From the line containing "the drooping flower" through the last line of the entries, output the text exactly. Pictures stay out.
:::::
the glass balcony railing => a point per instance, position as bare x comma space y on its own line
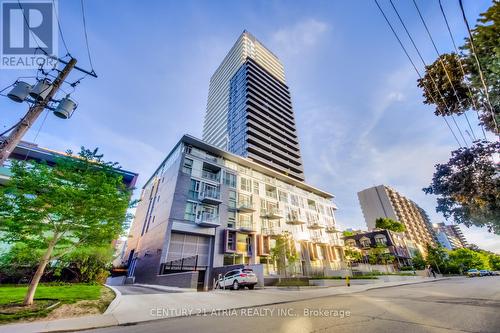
210, 175
245, 205
272, 213
210, 194
207, 219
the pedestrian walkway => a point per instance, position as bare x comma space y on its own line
127, 309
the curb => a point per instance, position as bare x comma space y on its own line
114, 303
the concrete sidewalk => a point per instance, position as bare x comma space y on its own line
127, 309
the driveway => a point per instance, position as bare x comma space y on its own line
144, 289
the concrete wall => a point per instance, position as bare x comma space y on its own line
150, 247
116, 281
181, 280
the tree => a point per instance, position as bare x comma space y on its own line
437, 257
418, 261
88, 264
283, 254
466, 89
389, 224
485, 35
468, 186
79, 201
448, 98
461, 260
352, 255
380, 255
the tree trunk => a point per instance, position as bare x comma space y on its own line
28, 299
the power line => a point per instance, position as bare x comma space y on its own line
436, 87
461, 65
481, 76
59, 27
86, 36
27, 25
442, 64
413, 64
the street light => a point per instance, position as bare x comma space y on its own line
65, 108
41, 89
20, 91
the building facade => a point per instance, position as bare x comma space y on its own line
393, 241
249, 108
383, 201
450, 236
221, 209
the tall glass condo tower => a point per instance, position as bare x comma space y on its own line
249, 109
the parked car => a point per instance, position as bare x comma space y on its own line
236, 279
473, 272
485, 272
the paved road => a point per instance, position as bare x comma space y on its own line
140, 290
455, 305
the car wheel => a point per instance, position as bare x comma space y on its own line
236, 285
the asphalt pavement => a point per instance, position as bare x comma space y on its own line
453, 305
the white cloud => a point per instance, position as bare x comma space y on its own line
301, 36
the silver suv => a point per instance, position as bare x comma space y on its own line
236, 279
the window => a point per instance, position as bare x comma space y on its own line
350, 243
271, 192
231, 219
229, 179
311, 204
232, 199
283, 196
365, 242
256, 187
190, 212
381, 239
187, 167
194, 190
245, 184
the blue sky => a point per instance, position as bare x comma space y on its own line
360, 116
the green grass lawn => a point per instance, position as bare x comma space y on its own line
68, 293
47, 295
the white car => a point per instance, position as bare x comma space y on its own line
236, 279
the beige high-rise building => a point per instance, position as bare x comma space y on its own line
383, 201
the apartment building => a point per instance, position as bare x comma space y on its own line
383, 201
450, 236
206, 208
249, 108
393, 241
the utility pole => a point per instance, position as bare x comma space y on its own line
11, 142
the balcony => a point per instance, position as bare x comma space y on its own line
210, 196
331, 229
336, 242
319, 240
271, 231
245, 207
246, 226
272, 214
315, 225
295, 219
206, 219
210, 175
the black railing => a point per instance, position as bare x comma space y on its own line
183, 264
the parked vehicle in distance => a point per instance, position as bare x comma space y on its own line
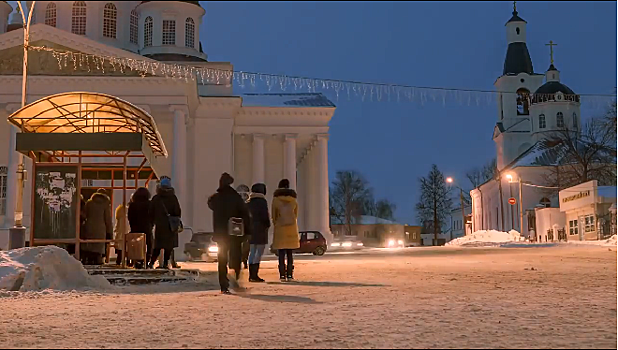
310, 242
347, 245
202, 247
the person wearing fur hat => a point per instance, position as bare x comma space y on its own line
163, 205
260, 221
286, 238
226, 204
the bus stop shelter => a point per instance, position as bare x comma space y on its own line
74, 140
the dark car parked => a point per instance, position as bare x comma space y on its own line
310, 242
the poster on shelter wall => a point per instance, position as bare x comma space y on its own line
56, 202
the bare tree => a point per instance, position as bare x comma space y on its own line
436, 202
589, 154
350, 193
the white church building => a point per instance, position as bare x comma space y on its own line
530, 107
205, 127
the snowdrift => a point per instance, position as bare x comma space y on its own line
489, 238
41, 268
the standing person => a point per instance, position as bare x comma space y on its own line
120, 229
260, 221
163, 206
226, 204
286, 237
139, 218
98, 226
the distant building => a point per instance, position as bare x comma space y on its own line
372, 231
586, 213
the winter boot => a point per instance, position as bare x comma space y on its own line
253, 277
290, 275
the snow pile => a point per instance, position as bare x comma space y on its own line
41, 268
489, 238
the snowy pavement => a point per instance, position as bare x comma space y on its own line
546, 297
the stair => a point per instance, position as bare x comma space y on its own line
122, 277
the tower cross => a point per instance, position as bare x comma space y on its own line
551, 50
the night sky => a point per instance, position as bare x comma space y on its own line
449, 44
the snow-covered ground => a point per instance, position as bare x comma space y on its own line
561, 297
487, 238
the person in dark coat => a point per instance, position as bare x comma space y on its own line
139, 217
226, 204
164, 204
260, 223
98, 226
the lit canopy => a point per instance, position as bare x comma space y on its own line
88, 113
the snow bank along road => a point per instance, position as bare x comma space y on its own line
560, 297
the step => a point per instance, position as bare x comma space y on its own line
142, 280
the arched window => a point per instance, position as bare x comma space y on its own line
560, 120
109, 20
542, 122
189, 33
148, 32
523, 102
169, 32
78, 22
50, 14
133, 32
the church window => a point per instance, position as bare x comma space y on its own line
169, 32
109, 21
523, 102
148, 32
133, 34
50, 14
189, 33
3, 186
560, 120
78, 23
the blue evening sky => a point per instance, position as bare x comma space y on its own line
450, 44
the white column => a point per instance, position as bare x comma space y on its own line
179, 156
323, 186
11, 190
259, 170
289, 166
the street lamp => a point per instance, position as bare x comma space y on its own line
463, 212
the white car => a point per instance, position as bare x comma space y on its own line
344, 245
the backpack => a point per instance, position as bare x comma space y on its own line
286, 214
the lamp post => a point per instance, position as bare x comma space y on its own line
463, 213
19, 230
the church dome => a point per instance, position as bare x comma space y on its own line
552, 87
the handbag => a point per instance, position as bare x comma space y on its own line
175, 221
236, 227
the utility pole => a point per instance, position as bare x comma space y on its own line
521, 207
18, 232
463, 213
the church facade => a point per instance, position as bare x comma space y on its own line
531, 106
206, 128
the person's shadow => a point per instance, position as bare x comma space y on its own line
279, 298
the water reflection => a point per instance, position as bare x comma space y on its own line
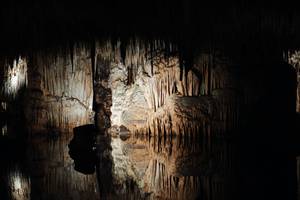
88, 165
83, 149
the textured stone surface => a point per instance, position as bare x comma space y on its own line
60, 90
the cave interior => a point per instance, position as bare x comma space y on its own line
157, 99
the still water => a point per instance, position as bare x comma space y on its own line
85, 166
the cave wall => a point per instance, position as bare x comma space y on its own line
157, 94
293, 58
60, 90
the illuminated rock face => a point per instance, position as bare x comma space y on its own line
60, 90
14, 77
164, 99
294, 59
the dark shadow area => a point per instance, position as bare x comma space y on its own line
82, 149
269, 142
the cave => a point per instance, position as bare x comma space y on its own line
149, 100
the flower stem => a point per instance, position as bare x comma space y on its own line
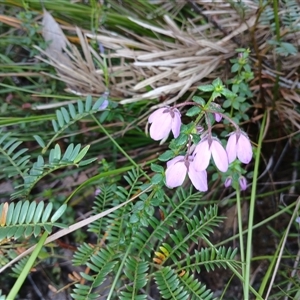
240, 225
251, 210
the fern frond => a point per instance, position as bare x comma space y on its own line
210, 258
194, 288
291, 14
143, 239
82, 254
18, 162
136, 272
25, 219
66, 117
101, 264
72, 157
169, 285
102, 202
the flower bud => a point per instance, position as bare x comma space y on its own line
243, 183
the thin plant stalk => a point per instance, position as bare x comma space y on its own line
240, 225
18, 284
251, 210
119, 147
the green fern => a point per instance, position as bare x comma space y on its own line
169, 285
83, 254
136, 272
101, 264
102, 202
72, 157
195, 289
25, 219
66, 117
175, 262
17, 161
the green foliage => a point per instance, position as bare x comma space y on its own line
158, 238
25, 219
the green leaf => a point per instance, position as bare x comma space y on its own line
199, 100
88, 103
57, 152
181, 140
157, 168
193, 111
227, 103
169, 154
59, 213
38, 212
235, 68
47, 212
55, 126
65, 115
103, 116
206, 88
87, 161
80, 107
81, 154
68, 152
72, 110
39, 140
156, 179
60, 118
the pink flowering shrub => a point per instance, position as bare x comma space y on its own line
163, 121
196, 147
178, 167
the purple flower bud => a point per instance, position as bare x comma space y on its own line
97, 192
228, 181
239, 146
218, 117
243, 183
105, 102
210, 147
163, 121
178, 167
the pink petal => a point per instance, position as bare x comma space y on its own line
218, 117
243, 183
175, 174
228, 181
175, 160
231, 148
219, 155
198, 179
176, 123
156, 114
202, 157
160, 127
244, 149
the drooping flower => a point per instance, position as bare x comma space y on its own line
218, 117
105, 102
178, 167
228, 181
210, 146
243, 183
239, 146
163, 121
97, 192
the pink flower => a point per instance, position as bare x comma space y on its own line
163, 121
205, 149
239, 146
176, 173
228, 181
218, 117
243, 183
97, 192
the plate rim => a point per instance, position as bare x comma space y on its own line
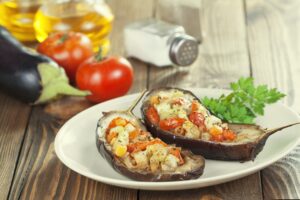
186, 184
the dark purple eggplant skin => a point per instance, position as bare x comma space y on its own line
142, 175
209, 149
19, 75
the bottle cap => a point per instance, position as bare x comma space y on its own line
183, 50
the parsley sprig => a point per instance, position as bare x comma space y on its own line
244, 103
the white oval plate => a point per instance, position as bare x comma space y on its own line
75, 146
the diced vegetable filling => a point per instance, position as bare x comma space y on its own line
139, 149
183, 115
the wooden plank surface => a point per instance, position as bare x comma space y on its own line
274, 44
40, 175
13, 121
223, 59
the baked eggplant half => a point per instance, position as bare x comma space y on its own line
123, 140
178, 117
:::::
**TASK RESULT**
the drooping flower => a point per instance, position as bare x comma space y on its own line
218, 117
105, 102
178, 167
228, 181
210, 146
243, 183
239, 146
163, 121
97, 192
the pink flower => a point per instance, position as bare x comma space y on its own line
163, 121
205, 149
239, 146
176, 173
228, 181
218, 117
243, 183
97, 192
the plate rim => a point per instance, position as bare x comma space y on its own line
186, 184
the dark purple eggplant skin => a point per instance, position as bare x comma space y on its own line
142, 175
209, 149
19, 75
the bottle cap => a point per instance, position as bare x comma space y on its own line
183, 50
the parsley sprig => a point per instance, position as bare x comma space y on its own line
244, 103
the white oval plate => a point per instance, position as bare x comma space y on its own line
75, 146
the diced vegetable filling => a point per instance, position as bare x comma space y on its own line
139, 149
183, 115
the wooden plank surface => a point per instance, position as bare x comma space y on its own line
274, 44
40, 175
13, 121
223, 59
the baked eggplant half => a point per instance, position as bare x comma space y on its own line
123, 140
178, 117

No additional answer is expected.